• PROVIDED PASSAGE
..........

What to know about glioblastoma, the brain cancer afflicting Sen. McCain
Glioblastoma, the cancer U.S. Sen. John McCain was recently diagnosed with, is an aggressive cancer that originates in the brain.
Dr. Peter Nakaji, a neurosurgeon at Barrow Neurological Institute in Phoenix and Catherine Ivy, president and a founder of the Ivy Foundation brain research center, discussed the diagnosis, symptoms and treatment. Nakaji is not on John McCain’s treatment team.
What is glioblastoma?
“Glioblastoma is a tumor that arises inside the brain itself,” Nakaji said.
It’s a primary form of brain cancer, meaning it originates in the brain instead of spreading from other cancerous organs, such as with secondary brain cancers.
“Brain tumors are graded along a scale. Glioblastoma is the most aggressive form of that,” he said.
Nakaji said the cancer spreads like butter melting into bread, mingling with brain tissue. Medical professionals find it difficult to extract, making the disease especially dangerous.
“Glioblastoma is a liquid tumor that enters little crevices in the brain,” Ivy said. “It multiplies more rapidly than other cancers.”
What are the symptoms of glioblastoma?
Nakaji said symptoms depend on where the disease is located in the brain.
“Often it’s a seizure or some sudden event from it,” he said. “But sometimes it’s very non-specific things. (Patients) might have nausea or headache or personality change.”
Ivy said the symptoms of glioblastoma can resemble those of stroke.
Nakaji said many patients diagnosed with glioblastoma have no changes in their behavior and stay neurologically normal throughout their fight with the disease.
How is glioblastoma treated?
“Treatment usually starts with surgery, both to prove that that’s what it is and also to get out as much of it as possible,” Nakaji said. “Then, usually some combination of radiation therapy and chemotherapy.”
Nakaji and Ivy said recent findings in genetic-based research have helped patients to better manage symptoms. But Ivy said the disease is frustrating because little is known about it.
“I highly encourage people to try some clinical trials,” Nakaji said. Such trials could help patients find medications that work earlier in their treatment.
What is the long-term prognosis?
The five-year survival rate for glioblastoma patients is very low, especially when diagnosed in someone older than 50.
Ivy said some of the most meaningful gains in glioblastoma research have produced additional time and improved quality of life for those diagnosed with this type of brain cancer. One female patient, who died in March, lived more than six years past her diagnosis, she said. The Seattle woman traveled, lived to see her grandchildren born and enjoyed a good life in the years she had left, Ivy said.
“Many people who get treated will return to the same quality of life afterwards for a period of time,” Nakaji said. That could mean months or years – some patients have beaten the odds to live several years.

..........

• TASK ITEM
Please transcribe the glioblastoma article word for word, everything from "Nakaji and Ivy" down to "known about it.". The rows that come next are separate material and not part of the glioblastoma article.

(Rows from a collection)
..........

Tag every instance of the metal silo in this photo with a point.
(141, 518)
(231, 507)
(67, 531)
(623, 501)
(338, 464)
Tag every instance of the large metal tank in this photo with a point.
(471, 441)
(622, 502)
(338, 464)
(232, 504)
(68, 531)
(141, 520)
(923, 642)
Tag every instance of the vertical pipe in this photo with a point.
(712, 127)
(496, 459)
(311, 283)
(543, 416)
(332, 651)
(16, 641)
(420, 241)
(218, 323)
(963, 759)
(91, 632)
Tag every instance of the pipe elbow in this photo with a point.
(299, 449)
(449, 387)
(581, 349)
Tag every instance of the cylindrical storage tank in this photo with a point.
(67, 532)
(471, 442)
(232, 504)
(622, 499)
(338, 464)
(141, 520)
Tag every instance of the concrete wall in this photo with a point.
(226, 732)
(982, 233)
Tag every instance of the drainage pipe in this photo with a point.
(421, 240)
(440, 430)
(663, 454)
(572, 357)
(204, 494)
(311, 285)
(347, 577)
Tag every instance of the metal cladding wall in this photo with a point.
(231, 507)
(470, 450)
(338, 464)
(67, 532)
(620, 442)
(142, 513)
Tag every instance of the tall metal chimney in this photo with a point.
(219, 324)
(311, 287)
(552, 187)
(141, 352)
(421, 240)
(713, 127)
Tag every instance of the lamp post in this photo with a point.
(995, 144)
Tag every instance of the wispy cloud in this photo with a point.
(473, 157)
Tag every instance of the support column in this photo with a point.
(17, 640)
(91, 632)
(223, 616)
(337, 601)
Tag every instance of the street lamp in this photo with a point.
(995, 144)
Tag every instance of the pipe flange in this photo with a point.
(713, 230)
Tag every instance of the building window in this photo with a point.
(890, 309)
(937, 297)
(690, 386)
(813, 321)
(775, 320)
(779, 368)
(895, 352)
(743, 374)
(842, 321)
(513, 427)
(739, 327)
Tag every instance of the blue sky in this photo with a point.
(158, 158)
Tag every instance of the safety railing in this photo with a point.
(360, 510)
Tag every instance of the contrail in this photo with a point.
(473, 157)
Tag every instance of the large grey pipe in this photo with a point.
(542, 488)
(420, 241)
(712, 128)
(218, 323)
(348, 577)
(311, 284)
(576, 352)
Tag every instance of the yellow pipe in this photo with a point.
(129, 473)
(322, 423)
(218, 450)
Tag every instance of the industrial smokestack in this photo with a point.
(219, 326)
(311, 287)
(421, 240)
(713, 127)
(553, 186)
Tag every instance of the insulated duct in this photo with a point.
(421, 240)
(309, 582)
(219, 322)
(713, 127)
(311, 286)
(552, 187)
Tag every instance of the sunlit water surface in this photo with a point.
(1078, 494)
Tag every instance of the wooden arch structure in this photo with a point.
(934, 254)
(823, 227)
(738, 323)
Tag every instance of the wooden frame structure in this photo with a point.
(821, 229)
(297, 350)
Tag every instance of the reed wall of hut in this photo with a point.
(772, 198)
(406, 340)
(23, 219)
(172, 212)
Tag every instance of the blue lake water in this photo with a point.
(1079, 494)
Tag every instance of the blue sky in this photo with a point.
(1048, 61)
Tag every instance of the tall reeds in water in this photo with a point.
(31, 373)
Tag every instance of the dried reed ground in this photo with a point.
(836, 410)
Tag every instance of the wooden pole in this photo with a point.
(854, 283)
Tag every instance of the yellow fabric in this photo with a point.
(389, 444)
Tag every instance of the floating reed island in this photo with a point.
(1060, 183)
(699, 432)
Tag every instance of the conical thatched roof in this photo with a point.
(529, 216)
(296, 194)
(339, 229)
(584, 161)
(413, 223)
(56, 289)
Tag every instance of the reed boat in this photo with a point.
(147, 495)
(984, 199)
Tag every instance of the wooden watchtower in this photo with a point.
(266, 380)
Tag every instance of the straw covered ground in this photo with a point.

..........

• RESPONSE FOR THIS EXERCISE
Nakaji and Ivy said recent findings in genetic-based research have helped patients to better manage symptoms. But Ivy said the disease is frustrating because little is known about it.